Task list:
**A.** In the transcript about Jesus and the woman at the well, what does the woman leave behind when she goes back to the city?
**B.** Carry the transcript about Jesus and the woman at the well forward from its final sentence.

Text shown:
00:00:20:58 – 00:00:43:32
Clint Loveall
Jesus and the woman at the. Well, where we left off, Jesus has just kind of made himself known, or at least made the claim in response to the woman who says, I know the Messiah, the Christ will be coming and he’ll explain everything. And Jesus said, I am he. And that’s kind of a breaking point in the story.

00:00:43:37 – 00:01:05:12
Clint Loveall
The, the scene kind of shifts now from Jesus and the woman and a conversation that they have to a little bit broader conversation that involves more people. But let me read a few verses here, and then we’ll come back and unpack them. Just then, the disciples came back. They were astonished that he was speaking with the woman, but no one said, what do you want?

00:01:05:16 – 00:01:27:32
Clint Loveall
Or what are you speaking? Why are you speaking with her? Then the woman left her water jar and went back to the city. She said to the people, come and see a man who told me everything I’ve ever done. He can’t be the Messiah, can he? They left the city and were on their way to him. Meanwhile, the disciples were urging him.

00:01:27:32 – 00:01:44:51
Clint Loveall
Rabbi, eat something. But he said, I have food to eat. You do not know about. So the disciples said to one another, surely no one brought him something to eat. Jesus said to them, my food is to do the will of the one who sent me. And complete his work. Do you not say, four months more? And then comes the harvest.

00:01:44:51 – 00:02:10:19
Clint Loveall
But I tell you, look around and see how the fields are ripe for harvesting. The reaper is already receiving wages, gathering fruit for eternal life, that the sower and reaper may rejoice together. For here the saying holds true one sows, another reaps. I sent you to reap for which you did not labor. Others have labored, and you have entered into their labor.

00:02:10:24 – 00:02:32:58
Clint Loveall
So, again, a little bit of a shift that happens here. This woman having been, struck by what Jesus says, and this is John, gives us these little details, or the gospel does often. She leaves her water jar. Remember the whole point of her trip out to the outside of town is to get water. She leaves her water jar.

00:02:33:03 – 00:02:55:09
Clint Loveall
She goes into town and says, I met a man who told me everything I’ve ever done. Now, if we couple this with the remark that Jesus made to her that she’s had five husbands and now has another man who’s not her husband. You might read that to say they were pretty interested in that conversation. I don’t know if that’s intended.

00:02:55:13 – 00:03:23:34
Clint Loveall
But whatever it is, she she grabs the attention, gets the interest of these people, and they are on their way to see him. Interestingly enough, she is toying with this thing that Jesus has said he can’t be the Messiah, can he? And, again, this this is a John question. This is a gospel question. Can he be the Messiah?

00:03:23:36 – 00:03:33:40
Clint Loveall
This is the choice that characters throughout this gospel have to make. Is he the one and, John slips it in here, I think pretty well.

Record excerpts:
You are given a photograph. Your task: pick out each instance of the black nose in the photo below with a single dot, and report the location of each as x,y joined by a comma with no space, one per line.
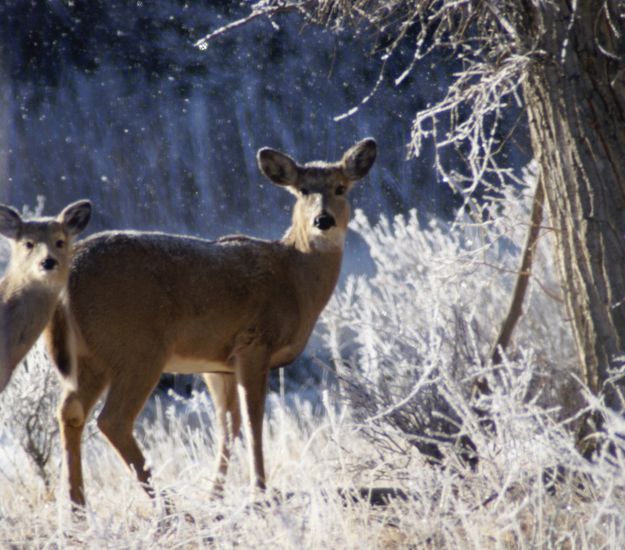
49,264
325,221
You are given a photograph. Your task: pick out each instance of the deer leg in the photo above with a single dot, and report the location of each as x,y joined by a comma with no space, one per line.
127,396
223,390
251,374
76,404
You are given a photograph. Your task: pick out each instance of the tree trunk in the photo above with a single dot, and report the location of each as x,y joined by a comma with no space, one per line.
575,97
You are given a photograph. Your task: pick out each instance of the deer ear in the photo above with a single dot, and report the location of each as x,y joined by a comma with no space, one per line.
358,159
10,222
75,216
278,167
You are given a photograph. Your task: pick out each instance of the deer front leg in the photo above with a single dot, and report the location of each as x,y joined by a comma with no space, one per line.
76,404
223,390
127,396
251,374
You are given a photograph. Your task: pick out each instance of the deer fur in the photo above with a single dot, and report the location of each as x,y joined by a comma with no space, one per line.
37,272
141,303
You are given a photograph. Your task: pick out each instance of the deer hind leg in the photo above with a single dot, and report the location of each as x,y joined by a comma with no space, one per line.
127,395
76,404
223,390
252,369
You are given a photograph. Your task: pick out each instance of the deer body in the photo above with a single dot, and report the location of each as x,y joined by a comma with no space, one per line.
212,298
140,304
34,278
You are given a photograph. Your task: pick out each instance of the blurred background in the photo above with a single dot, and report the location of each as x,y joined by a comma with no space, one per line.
110,100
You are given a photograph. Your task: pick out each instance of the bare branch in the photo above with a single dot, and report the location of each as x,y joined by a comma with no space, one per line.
268,11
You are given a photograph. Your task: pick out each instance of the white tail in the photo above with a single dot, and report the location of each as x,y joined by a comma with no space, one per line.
37,273
145,303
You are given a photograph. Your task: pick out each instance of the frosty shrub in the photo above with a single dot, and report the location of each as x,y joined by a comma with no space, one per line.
409,342
28,414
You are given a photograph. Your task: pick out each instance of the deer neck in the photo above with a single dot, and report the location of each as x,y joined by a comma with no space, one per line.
317,265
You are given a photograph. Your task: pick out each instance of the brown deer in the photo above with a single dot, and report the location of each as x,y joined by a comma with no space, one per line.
36,275
140,304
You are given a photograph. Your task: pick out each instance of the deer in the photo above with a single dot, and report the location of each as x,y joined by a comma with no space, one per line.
35,277
143,303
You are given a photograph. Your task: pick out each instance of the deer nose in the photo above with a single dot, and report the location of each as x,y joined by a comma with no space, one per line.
324,221
49,264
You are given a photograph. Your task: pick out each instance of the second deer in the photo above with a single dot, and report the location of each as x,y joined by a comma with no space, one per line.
140,304
35,277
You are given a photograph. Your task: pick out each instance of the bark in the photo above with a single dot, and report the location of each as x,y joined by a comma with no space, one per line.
575,98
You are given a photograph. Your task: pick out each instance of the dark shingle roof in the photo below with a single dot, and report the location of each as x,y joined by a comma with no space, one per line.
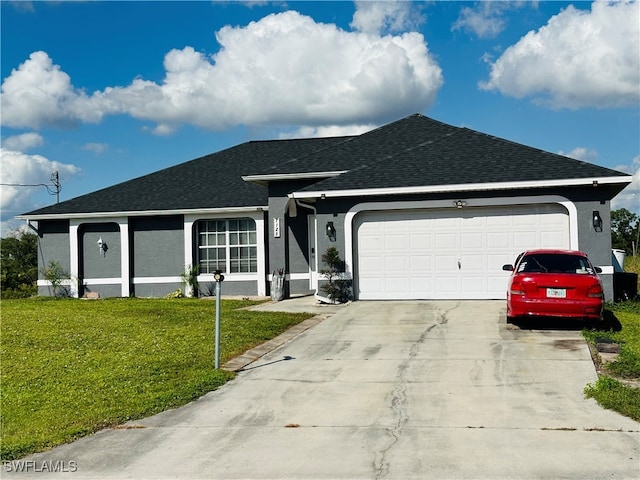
212,181
460,157
413,151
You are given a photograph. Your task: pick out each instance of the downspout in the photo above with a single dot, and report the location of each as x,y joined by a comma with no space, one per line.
315,246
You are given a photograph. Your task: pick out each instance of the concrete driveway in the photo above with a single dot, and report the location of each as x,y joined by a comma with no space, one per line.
413,389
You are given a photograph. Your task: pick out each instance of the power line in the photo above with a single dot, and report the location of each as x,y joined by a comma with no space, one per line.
53,189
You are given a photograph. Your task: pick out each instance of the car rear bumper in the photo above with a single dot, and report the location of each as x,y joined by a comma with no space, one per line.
592,308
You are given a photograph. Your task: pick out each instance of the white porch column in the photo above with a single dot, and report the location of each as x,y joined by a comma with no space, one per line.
262,269
124,257
189,220
74,258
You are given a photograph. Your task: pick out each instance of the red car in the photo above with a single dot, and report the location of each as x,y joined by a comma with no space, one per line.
554,283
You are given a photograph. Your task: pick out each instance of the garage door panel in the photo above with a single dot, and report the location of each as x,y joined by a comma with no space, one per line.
416,254
421,265
550,239
473,286
499,240
472,241
395,242
471,263
446,241
395,265
422,241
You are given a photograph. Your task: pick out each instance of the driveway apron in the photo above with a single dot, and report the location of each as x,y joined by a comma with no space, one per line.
411,389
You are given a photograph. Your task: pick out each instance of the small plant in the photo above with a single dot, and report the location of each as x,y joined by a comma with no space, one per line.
175,294
190,279
56,276
338,288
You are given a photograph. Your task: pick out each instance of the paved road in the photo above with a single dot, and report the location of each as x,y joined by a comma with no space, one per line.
383,390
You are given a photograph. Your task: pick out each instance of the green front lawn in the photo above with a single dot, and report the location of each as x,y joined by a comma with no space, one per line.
618,387
71,367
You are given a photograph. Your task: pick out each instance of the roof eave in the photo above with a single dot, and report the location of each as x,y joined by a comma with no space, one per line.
468,187
279,177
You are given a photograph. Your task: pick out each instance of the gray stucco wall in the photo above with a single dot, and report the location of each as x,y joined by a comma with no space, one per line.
95,263
53,246
597,245
157,246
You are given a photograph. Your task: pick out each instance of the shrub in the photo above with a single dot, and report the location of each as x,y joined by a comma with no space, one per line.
338,288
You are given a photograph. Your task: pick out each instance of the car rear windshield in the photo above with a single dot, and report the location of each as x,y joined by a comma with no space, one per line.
555,263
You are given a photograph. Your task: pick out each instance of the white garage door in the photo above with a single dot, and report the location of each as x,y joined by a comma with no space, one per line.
449,253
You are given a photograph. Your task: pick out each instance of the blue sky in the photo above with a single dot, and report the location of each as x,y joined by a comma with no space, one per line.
104,92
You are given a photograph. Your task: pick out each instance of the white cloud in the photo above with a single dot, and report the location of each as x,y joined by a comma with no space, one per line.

Answers:
**A.** Her water jar.

**B.**
00:03:33:41 – 00:03:52:30
Michael Gewecke
Michael and John is doing in this storytelling some of the things that we’ve already talked about up to this point, but it’s worth reiterating it’s to make sure that we’re all on the same page here. Look here in verse 27 right off, where John’s going to just straight up editorialize and say that the disciples, when they see Jesus, they’re astonished.

00:03:52:31 – 00:04:14:37
Michael Gewecke
Why? Because he’s speaking with a woman. We’ve already mentioned in the set up to this story that this is an abnormal part of this encounter. But here, John is giving us insight into why this encounter is so strange. Note that what the disciples don’t know, but we, the reader do know, is that it’s not just a woman, it’s a Samaritan woman.

00:04:14:38 – 00:04:42:21
Michael Gewecke
It’s not just a Samaritan woman. It’s a woman with a very complicated past and all of that is sort of hanging in the background here of this text. What will the disciples do? Or what’s their response when they find out the extent of Jesus’s engagement with this woman? But fascinating. And it’s worth noting in a book that cares so much about testimony, about witness, about what you see in Jesus, and specifically about how that drives you to say something about Jesus.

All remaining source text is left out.